=== Input material ===

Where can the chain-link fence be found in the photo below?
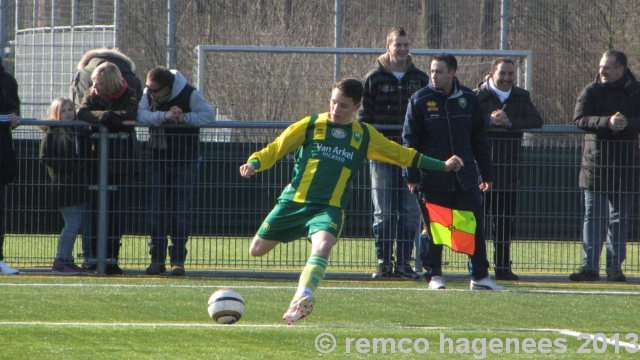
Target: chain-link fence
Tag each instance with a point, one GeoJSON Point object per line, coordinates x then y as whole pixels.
{"type": "Point", "coordinates": [227, 210]}
{"type": "Point", "coordinates": [566, 40]}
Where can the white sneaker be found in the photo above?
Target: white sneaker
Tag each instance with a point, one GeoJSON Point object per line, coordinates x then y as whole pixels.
{"type": "Point", "coordinates": [298, 309]}
{"type": "Point", "coordinates": [437, 283]}
{"type": "Point", "coordinates": [5, 269]}
{"type": "Point", "coordinates": [484, 284]}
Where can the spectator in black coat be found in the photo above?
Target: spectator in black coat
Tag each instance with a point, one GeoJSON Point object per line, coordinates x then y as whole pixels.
{"type": "Point", "coordinates": [9, 112]}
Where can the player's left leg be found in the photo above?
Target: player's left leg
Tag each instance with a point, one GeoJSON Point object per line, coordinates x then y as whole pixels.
{"type": "Point", "coordinates": [260, 246]}
{"type": "Point", "coordinates": [314, 271]}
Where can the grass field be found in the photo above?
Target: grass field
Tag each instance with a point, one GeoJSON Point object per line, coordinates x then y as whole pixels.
{"type": "Point", "coordinates": [349, 255]}
{"type": "Point", "coordinates": [138, 317]}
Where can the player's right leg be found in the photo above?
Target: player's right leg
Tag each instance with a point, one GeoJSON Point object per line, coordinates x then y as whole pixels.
{"type": "Point", "coordinates": [260, 246]}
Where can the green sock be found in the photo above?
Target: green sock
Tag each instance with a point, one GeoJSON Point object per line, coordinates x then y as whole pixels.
{"type": "Point", "coordinates": [312, 274]}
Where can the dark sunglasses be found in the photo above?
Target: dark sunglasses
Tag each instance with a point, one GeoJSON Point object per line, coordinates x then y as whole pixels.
{"type": "Point", "coordinates": [154, 90]}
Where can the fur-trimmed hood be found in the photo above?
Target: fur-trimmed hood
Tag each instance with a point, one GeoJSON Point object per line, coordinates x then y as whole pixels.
{"type": "Point", "coordinates": [104, 53]}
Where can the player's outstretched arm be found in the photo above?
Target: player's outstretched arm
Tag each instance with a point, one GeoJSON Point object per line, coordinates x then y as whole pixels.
{"type": "Point", "coordinates": [454, 163]}
{"type": "Point", "coordinates": [247, 170]}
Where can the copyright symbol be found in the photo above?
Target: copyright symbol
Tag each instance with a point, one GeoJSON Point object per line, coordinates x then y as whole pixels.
{"type": "Point", "coordinates": [325, 343]}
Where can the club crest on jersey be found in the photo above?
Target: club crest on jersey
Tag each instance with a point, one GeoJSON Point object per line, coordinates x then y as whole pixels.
{"type": "Point", "coordinates": [338, 133]}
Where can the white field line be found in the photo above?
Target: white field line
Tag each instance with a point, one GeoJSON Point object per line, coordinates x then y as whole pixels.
{"type": "Point", "coordinates": [327, 288]}
{"type": "Point", "coordinates": [632, 348]}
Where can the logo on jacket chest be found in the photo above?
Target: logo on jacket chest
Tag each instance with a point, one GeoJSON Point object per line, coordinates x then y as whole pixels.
{"type": "Point", "coordinates": [432, 106]}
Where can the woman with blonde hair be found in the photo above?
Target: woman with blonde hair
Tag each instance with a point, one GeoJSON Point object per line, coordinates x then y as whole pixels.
{"type": "Point", "coordinates": [110, 102]}
{"type": "Point", "coordinates": [64, 151]}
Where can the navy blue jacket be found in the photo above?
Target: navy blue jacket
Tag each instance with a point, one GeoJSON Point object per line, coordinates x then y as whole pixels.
{"type": "Point", "coordinates": [439, 126]}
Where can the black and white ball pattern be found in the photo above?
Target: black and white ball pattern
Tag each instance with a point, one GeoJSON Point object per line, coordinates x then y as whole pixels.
{"type": "Point", "coordinates": [226, 306]}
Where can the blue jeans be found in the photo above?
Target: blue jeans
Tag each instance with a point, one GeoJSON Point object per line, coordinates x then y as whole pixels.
{"type": "Point", "coordinates": [605, 214]}
{"type": "Point", "coordinates": [470, 200]}
{"type": "Point", "coordinates": [396, 214]}
{"type": "Point", "coordinates": [72, 216]}
{"type": "Point", "coordinates": [2, 203]}
{"type": "Point", "coordinates": [169, 203]}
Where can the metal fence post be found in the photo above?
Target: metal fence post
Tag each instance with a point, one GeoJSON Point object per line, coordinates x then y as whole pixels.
{"type": "Point", "coordinates": [171, 35]}
{"type": "Point", "coordinates": [103, 187]}
{"type": "Point", "coordinates": [337, 40]}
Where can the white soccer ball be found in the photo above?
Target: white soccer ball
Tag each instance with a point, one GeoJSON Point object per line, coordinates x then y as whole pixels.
{"type": "Point", "coordinates": [226, 306]}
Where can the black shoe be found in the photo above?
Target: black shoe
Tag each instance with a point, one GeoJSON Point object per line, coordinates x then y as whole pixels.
{"type": "Point", "coordinates": [90, 266]}
{"type": "Point", "coordinates": [113, 269]}
{"type": "Point", "coordinates": [384, 271]}
{"type": "Point", "coordinates": [616, 277]}
{"type": "Point", "coordinates": [506, 275]}
{"type": "Point", "coordinates": [406, 272]}
{"type": "Point", "coordinates": [584, 275]}
{"type": "Point", "coordinates": [155, 269]}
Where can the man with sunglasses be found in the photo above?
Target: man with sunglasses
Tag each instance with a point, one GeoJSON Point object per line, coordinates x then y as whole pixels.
{"type": "Point", "coordinates": [173, 167]}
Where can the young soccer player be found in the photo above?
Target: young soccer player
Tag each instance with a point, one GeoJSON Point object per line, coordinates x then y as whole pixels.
{"type": "Point", "coordinates": [330, 149]}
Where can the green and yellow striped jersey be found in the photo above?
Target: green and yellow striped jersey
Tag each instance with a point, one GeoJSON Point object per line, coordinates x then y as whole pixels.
{"type": "Point", "coordinates": [327, 156]}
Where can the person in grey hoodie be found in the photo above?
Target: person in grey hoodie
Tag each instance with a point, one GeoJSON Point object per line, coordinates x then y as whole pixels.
{"type": "Point", "coordinates": [387, 89]}
{"type": "Point", "coordinates": [169, 100]}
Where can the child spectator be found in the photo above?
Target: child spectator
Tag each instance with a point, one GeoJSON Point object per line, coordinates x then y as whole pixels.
{"type": "Point", "coordinates": [63, 152]}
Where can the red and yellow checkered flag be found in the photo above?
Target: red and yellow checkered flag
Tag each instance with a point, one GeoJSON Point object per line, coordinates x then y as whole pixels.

===

- [Brief] Reproduce the lines from the one containing "Where can the black shoe" to the end of the entries, keeping both ends and adding nothing.

- [Output of the task]
Where can the black shoe be found in the photo above?
Target: black shoe
Tag each instance with a point, one GeoJSON Point object per line, coordinates x then y as whole pixels.
{"type": "Point", "coordinates": [90, 266]}
{"type": "Point", "coordinates": [113, 269]}
{"type": "Point", "coordinates": [384, 271]}
{"type": "Point", "coordinates": [616, 277]}
{"type": "Point", "coordinates": [506, 275]}
{"type": "Point", "coordinates": [406, 272]}
{"type": "Point", "coordinates": [584, 275]}
{"type": "Point", "coordinates": [155, 269]}
Where can the man with sunglasses be found in the photo above?
Target: man with sunglasses
Tag each instance with a point, one GeoJSON Point object per line, coordinates x then y as whole pixels.
{"type": "Point", "coordinates": [173, 167]}
Where can the young soccer player be found in the photo above?
Target: young soccer player
Tag each instance with a point, one GeoJSON Point object per line, coordinates x then y as whole pixels.
{"type": "Point", "coordinates": [330, 149]}
Where can the green and yellow striped jersey be found in the photo above?
Target: green and yellow striped jersey
Tag each instance with a point, one GeoJSON Point object per line, coordinates x then y as whole pixels.
{"type": "Point", "coordinates": [327, 156]}
Where can the person in grey hoodie be found in the photo above?
Target: person in grey hoodie
Tag each instance with a point, one GeoJSON Point object per line, coordinates x then y as whole pixels.
{"type": "Point", "coordinates": [387, 89]}
{"type": "Point", "coordinates": [169, 100]}
Where can the child spectator be found in the photo above?
Target: child spectator
Tag each instance with a point, one GeoJSON Point object per line, coordinates x then y as whole pixels.
{"type": "Point", "coordinates": [63, 152]}
Where can the red and yellow checkered flag be found in the photo above?
Target: red and yellow checkered flag
Tag each instance with a point, one GeoJSON Point object per line, coordinates x then y as whole pixels.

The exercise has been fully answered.